▶ **OBJETIVO DA TAREFA**
Copie fielmente as linhas abaixo, começando pela que contém "point: white road" e seguindo até a última linha, com ambas incluídas.

▶ **DADOS DA TAREFA**
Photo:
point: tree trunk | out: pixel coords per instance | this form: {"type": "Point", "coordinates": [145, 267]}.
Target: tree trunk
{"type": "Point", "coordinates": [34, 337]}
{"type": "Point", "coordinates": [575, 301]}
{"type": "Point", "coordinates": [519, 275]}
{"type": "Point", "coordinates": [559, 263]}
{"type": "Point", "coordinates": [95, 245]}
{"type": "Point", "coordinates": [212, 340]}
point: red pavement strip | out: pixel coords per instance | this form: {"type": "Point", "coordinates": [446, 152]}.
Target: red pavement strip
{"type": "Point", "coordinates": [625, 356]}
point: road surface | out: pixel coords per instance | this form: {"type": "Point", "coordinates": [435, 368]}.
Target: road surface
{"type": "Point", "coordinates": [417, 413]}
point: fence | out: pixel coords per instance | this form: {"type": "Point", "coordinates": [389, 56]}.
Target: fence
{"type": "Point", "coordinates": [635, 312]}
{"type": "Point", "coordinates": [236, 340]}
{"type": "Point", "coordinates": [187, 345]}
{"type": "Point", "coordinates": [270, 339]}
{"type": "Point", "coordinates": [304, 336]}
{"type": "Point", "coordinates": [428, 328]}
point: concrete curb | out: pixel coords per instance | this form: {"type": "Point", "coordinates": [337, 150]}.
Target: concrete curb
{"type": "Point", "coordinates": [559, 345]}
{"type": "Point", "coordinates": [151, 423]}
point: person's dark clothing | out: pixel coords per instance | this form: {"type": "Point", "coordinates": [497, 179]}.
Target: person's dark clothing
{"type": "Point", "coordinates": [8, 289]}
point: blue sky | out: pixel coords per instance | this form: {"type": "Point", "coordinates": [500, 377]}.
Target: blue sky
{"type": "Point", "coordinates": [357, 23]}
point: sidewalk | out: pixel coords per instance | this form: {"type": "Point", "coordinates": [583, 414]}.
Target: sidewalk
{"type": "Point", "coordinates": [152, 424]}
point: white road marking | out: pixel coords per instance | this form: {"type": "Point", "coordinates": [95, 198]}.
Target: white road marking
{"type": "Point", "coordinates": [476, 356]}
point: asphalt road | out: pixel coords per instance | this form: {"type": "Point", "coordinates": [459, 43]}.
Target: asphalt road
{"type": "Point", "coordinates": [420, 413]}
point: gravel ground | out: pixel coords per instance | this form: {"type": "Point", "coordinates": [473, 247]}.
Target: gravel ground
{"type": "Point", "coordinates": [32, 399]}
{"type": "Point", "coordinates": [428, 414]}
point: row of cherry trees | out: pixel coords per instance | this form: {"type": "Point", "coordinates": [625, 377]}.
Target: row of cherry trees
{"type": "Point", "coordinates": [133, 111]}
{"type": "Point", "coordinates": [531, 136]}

▶ **RESULTADO CORRETO**
point: white road marking | out: pixel coords per instance | this form: {"type": "Point", "coordinates": [95, 198]}.
Target: white road marking
{"type": "Point", "coordinates": [476, 356]}
point: asphalt road | out: pixel coords per instance | this form: {"type": "Point", "coordinates": [459, 43]}.
Target: asphalt road
{"type": "Point", "coordinates": [420, 413]}
point: gravel ground | out: pixel coords per instance | this form: {"type": "Point", "coordinates": [473, 247]}.
Target: gravel ground
{"type": "Point", "coordinates": [32, 399]}
{"type": "Point", "coordinates": [428, 414]}
point: row of cherry trees | out: pixel coords per instance | this form: {"type": "Point", "coordinates": [625, 377]}.
Target: row of cherry trees
{"type": "Point", "coordinates": [133, 111]}
{"type": "Point", "coordinates": [531, 136]}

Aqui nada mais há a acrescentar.